**HOW TO COMPLETE THIS TASK:** Scan the entries for lines with the word "refrigerator", then copy those lines.

**INPUT FOR THIS TASK:**
»»

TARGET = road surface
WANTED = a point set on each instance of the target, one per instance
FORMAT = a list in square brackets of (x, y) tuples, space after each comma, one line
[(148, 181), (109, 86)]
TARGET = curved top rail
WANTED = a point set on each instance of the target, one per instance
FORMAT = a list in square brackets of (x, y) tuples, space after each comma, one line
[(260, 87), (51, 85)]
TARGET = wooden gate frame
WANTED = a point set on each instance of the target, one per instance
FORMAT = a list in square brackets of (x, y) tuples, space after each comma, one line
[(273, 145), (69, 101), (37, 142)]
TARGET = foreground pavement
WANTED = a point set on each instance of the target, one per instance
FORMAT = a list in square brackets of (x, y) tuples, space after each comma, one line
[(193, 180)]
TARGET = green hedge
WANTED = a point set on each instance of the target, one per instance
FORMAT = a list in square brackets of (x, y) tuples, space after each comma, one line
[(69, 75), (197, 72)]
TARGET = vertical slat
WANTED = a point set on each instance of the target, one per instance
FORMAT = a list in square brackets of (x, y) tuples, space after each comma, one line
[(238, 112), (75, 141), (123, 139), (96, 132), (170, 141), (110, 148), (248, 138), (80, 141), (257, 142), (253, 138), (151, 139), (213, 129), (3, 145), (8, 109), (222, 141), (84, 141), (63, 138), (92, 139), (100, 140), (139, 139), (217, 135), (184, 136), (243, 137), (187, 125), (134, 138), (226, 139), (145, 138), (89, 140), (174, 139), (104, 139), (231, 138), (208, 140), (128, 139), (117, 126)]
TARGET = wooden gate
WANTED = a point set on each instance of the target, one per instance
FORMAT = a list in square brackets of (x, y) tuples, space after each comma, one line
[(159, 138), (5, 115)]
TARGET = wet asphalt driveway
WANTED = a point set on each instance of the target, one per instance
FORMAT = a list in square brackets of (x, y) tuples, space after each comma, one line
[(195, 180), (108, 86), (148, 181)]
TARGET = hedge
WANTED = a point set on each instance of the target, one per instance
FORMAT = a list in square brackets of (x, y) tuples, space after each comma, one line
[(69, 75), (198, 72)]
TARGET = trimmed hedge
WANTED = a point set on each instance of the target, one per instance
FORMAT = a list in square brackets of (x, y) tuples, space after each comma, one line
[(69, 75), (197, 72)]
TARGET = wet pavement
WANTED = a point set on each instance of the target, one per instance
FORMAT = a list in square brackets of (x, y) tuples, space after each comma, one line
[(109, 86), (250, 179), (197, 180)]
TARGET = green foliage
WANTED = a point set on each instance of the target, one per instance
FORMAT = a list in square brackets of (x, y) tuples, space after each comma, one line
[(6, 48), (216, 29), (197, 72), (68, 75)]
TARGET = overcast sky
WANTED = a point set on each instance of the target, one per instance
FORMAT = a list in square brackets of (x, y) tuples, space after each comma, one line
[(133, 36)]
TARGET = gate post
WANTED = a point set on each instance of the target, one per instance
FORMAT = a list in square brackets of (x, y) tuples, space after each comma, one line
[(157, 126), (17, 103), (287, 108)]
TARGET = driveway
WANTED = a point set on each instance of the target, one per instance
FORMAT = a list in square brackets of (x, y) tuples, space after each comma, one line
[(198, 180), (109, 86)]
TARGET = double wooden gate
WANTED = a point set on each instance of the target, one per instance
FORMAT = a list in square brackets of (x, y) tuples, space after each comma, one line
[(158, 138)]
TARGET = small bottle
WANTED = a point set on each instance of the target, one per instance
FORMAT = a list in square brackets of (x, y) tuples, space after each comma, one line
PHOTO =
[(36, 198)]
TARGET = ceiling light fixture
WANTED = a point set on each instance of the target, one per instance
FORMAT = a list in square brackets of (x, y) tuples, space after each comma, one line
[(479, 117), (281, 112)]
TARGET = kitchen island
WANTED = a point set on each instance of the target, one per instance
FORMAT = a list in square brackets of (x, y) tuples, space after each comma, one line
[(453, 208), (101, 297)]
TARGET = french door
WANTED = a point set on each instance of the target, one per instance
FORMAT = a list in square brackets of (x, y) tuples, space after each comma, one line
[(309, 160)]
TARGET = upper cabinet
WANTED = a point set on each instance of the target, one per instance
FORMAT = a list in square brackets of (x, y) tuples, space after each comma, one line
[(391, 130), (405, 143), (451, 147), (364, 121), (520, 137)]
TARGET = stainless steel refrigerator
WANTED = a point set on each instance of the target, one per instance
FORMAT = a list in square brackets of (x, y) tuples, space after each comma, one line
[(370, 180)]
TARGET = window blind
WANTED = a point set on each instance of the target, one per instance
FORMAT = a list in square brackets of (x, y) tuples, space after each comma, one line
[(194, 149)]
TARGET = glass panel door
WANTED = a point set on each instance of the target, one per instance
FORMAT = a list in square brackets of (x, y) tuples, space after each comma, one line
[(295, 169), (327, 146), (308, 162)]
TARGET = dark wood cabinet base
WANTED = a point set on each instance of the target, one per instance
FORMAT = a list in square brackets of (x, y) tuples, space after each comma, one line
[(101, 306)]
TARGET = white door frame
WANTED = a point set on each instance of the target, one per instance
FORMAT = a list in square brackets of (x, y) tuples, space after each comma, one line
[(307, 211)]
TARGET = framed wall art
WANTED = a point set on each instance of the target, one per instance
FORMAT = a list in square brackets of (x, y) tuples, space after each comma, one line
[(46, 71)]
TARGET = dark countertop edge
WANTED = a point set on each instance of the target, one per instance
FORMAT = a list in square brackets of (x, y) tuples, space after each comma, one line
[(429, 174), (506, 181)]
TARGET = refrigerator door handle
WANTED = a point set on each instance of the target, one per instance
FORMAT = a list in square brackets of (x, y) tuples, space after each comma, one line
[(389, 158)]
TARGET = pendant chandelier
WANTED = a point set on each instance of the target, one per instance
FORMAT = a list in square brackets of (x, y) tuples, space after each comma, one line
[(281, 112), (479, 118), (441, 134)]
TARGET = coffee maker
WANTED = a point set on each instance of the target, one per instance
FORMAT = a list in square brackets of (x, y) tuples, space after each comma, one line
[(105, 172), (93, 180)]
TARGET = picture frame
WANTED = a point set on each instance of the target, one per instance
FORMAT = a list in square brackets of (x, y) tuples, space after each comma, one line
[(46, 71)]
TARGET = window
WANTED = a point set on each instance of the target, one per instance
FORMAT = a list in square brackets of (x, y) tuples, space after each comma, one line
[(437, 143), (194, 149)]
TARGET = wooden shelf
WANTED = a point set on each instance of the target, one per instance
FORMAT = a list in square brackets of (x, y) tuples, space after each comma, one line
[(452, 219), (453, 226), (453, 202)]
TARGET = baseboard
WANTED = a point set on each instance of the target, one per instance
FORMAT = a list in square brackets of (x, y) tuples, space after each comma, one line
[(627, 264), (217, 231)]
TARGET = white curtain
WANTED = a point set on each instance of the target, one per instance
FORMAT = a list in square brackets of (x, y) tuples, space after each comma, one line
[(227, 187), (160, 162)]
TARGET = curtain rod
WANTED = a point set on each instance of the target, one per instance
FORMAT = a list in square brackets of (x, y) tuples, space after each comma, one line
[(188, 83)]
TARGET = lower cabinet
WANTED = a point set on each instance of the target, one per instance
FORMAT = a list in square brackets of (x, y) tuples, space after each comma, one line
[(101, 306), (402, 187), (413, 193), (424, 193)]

««

**RESPONSE:**
TARGET = stainless steel refrigerator
TARGET = refrigerator door handle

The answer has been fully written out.